> _Directions for this task_:
Please give the predictor accuracy that the comment thread reports after keys were typed following the output of a Python one-liner.

20 points| aram | 9 years ago |github.com

24 comments

order

throwaway2016a|9 years ago

For me it is pretty consistently 50% +/- 5 even after a minute. It doesn't seem to work well if you repeat the same key a lot (i.e don't flip to often).

overlordalex|9 years ago

This is actually due to a psychological thing where humans don't find long strings of repeated letters/digits "random" and hence will flip more frequently than you'd expect from a machine.

I also recall there being a problem in the use of 5-grams which lead to a sequence in which it guessed 0%, but I'm struggling to find it now.

widforss|9 years ago

This is definetly not working. I'm certain that one can write a program like this, but I'm consistenly getting 50 % even though I use different strategies every time.

oneeyedpigeon|9 years ago

I got 52% after a good lot of keypresses (not sure exactly how many). I chose to not look at the screen at all during that time - I think that probably helps.

andrezsanchez|9 years ago

I did something like this a long time ago in a little competition for beating others' rock paper scissors programs, except I used the other players' moves relative to my own (e.g. my program could catch on to the other player choosing the move that would beat my last move) as well as their current pattern of winning or losing.

vorotato|9 years ago

It works if you're trying to be random, however if you're trying to react and respond to its patterns you can win.

rohanprabhu|9 years ago

So, I tried a simple python one-liner:

[os.urandom(1)[0] < 128 for x in xrange(0, 100)]

and typed 'd' for True and 'f' for False in the array, bringing the accuracy of the predictor down to 53%. Theoretically, I'm guessing doing it for large enough numbers should make it exactly 50%.

mikeash|9 years ago

If it doesn't come down to 50% for sufficiently large numbers, you've found a break in your OS's urandom and someone is about to be famous!

dzdt|9 years ago

Doesn't work from my smartphone. Sounds like a fun challenge though, would like to try.

pi-rat|9 years ago

Seems like it's written using ES6 syntax, which many browsers can't handle yet. Safari stopped at a lambda ( () => ) here.

amake|9 years ago

I'm on OS X with Firefox 47.0.1 and it doesn't work for me either :(

js8|9 years ago

Is there, for a given k, an easy to remember sequence (easy to remember algorithm with little state) that has all the k-grams with the same frequency?

For k=1: 01 repeating

For k=2: 0011 repeating

For k=3: 00010111 repeating

tokenizerrr|9 years ago

Very cool. Am getting ~50% accuracy so I'm glad to see my free will is still intact!

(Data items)
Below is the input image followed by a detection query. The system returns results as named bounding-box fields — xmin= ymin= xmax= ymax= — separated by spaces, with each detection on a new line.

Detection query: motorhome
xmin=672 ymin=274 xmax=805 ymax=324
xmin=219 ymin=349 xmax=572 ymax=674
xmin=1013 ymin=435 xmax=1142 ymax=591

> _Final result_:
53%